▶ [Document section]
* start *

# Sony HW30AES gamma / luminance issues.



## KungFool (Jun 12, 2012)

Hello all.

I bought this projector a while back, and have been very pleased with it's performance.

However, over the weekend I tried my hand at calibrating it with an i1 Display Pro. I have some experience doing grayscale calibrations with direct view sets (Plasmas and LCDs), but just on my home sets and some friend's sets, and with consumer level meters.

I'm getting the grayscale pretty close to D65 with my Delta less than 2 above 20 IRE, so so far so good there, but my luminance and gamma are way off. Calibrating with the iris off, I'm not able to get an average gamma above 1.9, and my curve is high across the IRE range. I spent several hours trying different settings, color spaces, etc, and the best I could do was average gamma of 1.9. 

I will note that I have a DIY screen, painted on drywall, Glidden flat white base paint recommended here on the forums. 

My peak ftL at 100 IRE is 16.016. I haveattach graphs of grayscale, gamma, and luminance. I"m using HCFR with the above mentioned i1 Display Pro, followed the instructions here to set up the ccss and edr files:

http://sourceforge.net/p/hcfr/wiki/i1 Display 3 & colormunki display/

What am I doing wrong here? Any suggestions or ideas would be appreciated.


----------



## lcaillo (May 2, 2006)

Try calibrating at a lower peak white level. Looks like you are running out of red. I would not be too concerned about the gamma if you have light control in your room. I am not familiar with this set but it may be that it just won't go higher in gamma. I found that with some of the past sony LCD and LCOS sets.


----------



## KungFool (Jun 12, 2012)

Thanks, I'll try that later tonight. You thinking of something around 13-14 ftL?

I do have good light control, and the gamma does come up quite a bit after turning on the iris...but looks like others were able to get it right without the iris, and at 17.36 ftL:

http://www.hometheaterhifi.com/proj...ip-lcos-3d-projector/page-5-on-the-bench.html


----------



## KungFool (Jun 12, 2012)

* end *

▶ [Information shown]

* start *

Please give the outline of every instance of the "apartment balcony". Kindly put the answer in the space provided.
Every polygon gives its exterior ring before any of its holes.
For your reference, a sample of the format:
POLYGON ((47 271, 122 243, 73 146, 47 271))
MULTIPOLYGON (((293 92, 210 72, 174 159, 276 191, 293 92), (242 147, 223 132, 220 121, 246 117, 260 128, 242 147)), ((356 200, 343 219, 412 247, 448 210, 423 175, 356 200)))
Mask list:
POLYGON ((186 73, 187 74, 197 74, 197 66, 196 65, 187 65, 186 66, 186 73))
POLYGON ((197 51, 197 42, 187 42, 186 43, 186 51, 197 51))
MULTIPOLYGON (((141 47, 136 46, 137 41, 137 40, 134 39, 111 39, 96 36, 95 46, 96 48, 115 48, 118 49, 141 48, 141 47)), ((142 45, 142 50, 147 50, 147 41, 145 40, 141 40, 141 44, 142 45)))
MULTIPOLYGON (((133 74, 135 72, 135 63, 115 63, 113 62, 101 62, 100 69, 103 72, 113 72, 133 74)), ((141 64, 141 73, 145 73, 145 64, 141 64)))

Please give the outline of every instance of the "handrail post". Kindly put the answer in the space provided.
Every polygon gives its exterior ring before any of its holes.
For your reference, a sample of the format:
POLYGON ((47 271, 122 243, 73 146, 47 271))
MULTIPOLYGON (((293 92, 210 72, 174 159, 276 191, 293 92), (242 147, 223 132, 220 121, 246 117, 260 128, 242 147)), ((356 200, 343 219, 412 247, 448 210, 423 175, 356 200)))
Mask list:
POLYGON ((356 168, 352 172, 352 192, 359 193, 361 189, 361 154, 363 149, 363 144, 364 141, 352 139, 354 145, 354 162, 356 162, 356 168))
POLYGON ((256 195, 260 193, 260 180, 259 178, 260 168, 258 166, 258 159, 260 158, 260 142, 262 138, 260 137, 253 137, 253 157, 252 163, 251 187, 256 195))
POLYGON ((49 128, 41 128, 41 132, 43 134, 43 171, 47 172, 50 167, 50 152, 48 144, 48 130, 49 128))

* end *

▶ [To do]
1) Can you turn the paragraph in the projector calibration thread that begins "I'm getting the grayscale pretty close" into a short bulleted list that keeps its main facts?
2) Answer these from the projector calibration thread:
(a) What peak ftL does the first post report at 100 IRE?
(b) What does the reply from lcaillo first suggest trying?
(c) At what ftL level were others able to get it right without the iris?
3) Can you write the next part of the projector calibration thread, beginning with the post under its last heading?
The material is not needed for anything here.

▶ [Final answers]
1)
- Grayscale is close to D65, with Delta under 2 above 20 IRE.
- Luminance and gamma are far off.
- With the iris off, average gamma won't go above 1.9, and the curve runs high across the IRE range.
- Several hours of trying different settings and color spaces gave a best average gamma of 1.9.

2)
(a) 16.016
(b) Calibrating at a lower peak white level
(c) 17.36 ftL

3)
Did some more poking around, I think I def need to decrease contrast. I probably need to mess around with my sensor positioning as well. Post 7 here by HogPilot describes to a T what I am seeing:

http://www.curtpalme.com/forum/viewtopic.php?t=29289

Thanks for input, I'll post again after I get a chance to play with it later.


----------



## Yiannis1970 (Sep 2, 2012)

Try to get an off the lens reading also, to see what happens with gamma. Place your sensor around one meter away from the lens and take the grayscale readings.


----------



## mechman (Feb 8, 2007)

I was going to tell you to lower your contrast but you already figured that out. Post your new charts when you get a chance.


----------



## KungFool (Jun 12, 2012)

Thanks everyone for the suggestion. I lowered the contrast and got the gamma to 2.1, and pretty flat. The luminance also fell in line.

The color temperature tracking is ok...I think I still have some tweaking to do. I also think I need to edge the contrast back up...I'm only sitting at a 2750:1 contrast ratio with 12ftL at peak white with the auto iris off. I have not taken measurements with it back on yet.

I am also noticing that there are some issues with the white field uniformity...this unit was repaired and is still under warranty for that repair..I'll see how it is after further tweaking but the center of the screen has noticeably more red than the top and bottom edges and some side areas which can have a slight greenish tint on a white field, and on grey screens. Not too excited there...I'll post images in the next post. I'll be continuing to tweak and will post more when I get it dialed in better as well.


----------



## KungFool (Jun 12, 2012)

Also, forgot to mention...the red really goes out of control below 25 IRE or so. I have seen this mentioned in some reviews.


----------



## KelvinS1965 (Feb 6, 2011)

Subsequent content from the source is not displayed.